- [やること]
「mairie sign with a point.」を含む行からデータの最後までについて、「clock face」を「clock dial」に置き換えて更新し、ほかは一切変えずに書き直してもらえますか？

- [提供データ]
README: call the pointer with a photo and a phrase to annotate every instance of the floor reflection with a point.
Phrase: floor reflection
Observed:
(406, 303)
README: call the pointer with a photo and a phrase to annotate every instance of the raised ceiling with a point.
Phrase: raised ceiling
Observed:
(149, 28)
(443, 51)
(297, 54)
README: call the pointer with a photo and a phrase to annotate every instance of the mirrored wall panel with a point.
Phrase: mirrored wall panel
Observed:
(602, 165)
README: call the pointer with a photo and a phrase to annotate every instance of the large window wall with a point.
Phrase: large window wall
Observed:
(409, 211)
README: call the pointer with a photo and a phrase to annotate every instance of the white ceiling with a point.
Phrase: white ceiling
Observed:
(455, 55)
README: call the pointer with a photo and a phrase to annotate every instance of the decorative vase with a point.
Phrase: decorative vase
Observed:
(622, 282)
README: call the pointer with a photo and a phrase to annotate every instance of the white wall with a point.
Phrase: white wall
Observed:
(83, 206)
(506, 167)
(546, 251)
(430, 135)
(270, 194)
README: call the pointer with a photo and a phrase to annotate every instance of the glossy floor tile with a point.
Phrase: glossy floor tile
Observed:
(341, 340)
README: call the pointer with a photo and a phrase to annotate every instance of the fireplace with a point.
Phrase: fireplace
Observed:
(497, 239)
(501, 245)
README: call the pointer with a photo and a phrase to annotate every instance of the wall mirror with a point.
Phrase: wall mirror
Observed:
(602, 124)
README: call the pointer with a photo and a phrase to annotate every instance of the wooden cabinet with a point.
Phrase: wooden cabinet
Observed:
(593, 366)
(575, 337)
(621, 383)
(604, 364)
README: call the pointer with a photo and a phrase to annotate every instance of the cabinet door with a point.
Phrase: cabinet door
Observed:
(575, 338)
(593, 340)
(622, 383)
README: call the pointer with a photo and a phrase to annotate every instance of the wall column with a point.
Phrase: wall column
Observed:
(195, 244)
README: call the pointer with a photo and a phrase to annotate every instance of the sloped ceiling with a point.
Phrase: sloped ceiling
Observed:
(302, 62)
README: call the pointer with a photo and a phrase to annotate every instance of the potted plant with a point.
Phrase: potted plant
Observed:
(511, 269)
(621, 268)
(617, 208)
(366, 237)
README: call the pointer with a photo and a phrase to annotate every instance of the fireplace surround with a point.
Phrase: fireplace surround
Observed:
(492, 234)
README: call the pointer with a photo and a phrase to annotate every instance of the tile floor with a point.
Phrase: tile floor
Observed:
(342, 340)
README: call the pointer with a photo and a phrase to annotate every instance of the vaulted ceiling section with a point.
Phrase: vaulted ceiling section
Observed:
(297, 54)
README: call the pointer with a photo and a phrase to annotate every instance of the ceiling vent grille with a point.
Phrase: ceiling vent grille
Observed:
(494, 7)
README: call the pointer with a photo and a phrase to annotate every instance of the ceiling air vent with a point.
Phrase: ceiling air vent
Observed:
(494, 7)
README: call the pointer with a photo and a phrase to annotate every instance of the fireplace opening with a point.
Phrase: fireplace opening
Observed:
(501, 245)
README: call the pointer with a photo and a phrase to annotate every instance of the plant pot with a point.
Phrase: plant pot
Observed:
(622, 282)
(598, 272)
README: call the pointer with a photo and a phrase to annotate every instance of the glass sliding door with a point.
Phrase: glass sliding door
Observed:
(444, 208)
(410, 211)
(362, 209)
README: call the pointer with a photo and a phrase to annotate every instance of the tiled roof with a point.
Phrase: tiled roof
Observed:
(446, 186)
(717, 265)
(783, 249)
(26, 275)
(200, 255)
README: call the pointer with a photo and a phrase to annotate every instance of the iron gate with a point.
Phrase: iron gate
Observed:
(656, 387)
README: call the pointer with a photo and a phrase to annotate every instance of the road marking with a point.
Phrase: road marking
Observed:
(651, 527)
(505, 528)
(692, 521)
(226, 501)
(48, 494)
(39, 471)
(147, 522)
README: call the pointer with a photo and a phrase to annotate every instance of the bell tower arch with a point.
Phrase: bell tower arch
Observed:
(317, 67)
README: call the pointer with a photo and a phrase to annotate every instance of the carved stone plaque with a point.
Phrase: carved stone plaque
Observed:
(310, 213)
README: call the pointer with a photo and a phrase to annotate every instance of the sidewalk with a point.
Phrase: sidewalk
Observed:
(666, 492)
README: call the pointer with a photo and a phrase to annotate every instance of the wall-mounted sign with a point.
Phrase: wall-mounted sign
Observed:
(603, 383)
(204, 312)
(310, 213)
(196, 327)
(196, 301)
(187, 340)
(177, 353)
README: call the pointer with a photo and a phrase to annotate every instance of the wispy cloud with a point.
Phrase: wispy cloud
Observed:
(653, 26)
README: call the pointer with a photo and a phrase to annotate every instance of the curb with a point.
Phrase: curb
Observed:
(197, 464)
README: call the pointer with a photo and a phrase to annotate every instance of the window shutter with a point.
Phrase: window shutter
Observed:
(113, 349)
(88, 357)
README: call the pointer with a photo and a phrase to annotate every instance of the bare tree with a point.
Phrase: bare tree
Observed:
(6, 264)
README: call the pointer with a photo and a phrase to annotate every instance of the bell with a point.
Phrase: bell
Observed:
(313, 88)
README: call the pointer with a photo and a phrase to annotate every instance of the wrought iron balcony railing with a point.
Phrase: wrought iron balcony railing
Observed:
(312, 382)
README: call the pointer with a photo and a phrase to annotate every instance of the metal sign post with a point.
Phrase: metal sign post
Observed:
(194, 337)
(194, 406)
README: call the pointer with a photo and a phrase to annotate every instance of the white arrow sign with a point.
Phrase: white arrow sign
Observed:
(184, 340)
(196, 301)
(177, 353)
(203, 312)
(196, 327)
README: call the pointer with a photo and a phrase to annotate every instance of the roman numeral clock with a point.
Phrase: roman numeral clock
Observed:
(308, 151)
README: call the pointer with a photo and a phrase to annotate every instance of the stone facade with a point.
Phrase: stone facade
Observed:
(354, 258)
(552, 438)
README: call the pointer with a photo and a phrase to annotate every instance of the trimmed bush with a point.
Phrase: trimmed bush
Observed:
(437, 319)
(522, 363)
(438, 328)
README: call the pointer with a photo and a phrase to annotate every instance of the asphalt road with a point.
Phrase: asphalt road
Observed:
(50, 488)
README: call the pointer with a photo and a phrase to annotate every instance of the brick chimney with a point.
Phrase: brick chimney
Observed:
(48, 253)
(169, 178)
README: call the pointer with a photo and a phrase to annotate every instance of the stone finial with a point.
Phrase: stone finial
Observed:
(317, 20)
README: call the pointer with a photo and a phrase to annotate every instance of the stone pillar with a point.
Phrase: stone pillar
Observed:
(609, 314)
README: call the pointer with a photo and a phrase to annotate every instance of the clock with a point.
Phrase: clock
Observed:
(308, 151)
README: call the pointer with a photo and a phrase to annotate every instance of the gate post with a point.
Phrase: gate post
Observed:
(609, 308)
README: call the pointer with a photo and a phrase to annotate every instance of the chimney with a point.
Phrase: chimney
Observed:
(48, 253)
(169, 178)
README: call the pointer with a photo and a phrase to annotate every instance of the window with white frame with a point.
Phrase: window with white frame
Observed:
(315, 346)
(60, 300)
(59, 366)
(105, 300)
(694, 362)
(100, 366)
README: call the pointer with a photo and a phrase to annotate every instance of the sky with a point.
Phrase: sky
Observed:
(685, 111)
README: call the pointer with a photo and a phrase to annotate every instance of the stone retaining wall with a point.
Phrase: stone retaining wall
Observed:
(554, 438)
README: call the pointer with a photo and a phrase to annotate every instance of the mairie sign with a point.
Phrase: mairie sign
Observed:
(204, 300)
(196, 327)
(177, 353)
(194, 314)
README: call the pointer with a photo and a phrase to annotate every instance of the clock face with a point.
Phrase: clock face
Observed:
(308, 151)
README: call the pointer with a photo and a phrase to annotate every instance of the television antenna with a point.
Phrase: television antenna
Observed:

- [解答]
README: call the pointer with a photo and a phrase to annotate every instance of the mairie sign with a point.
Phrase: mairie sign
Observed:
(204, 300)
(196, 327)
(177, 353)
(194, 314)
README: call the pointer with a photo and a phrase to annotate every instance of the clock dial with a point.
Phrase: clock dial
Observed:
(308, 151)
README: call the pointer with a photo and a phrase to annotate every instance of the television antenna with a point.
Phrase: television antenna
Observed:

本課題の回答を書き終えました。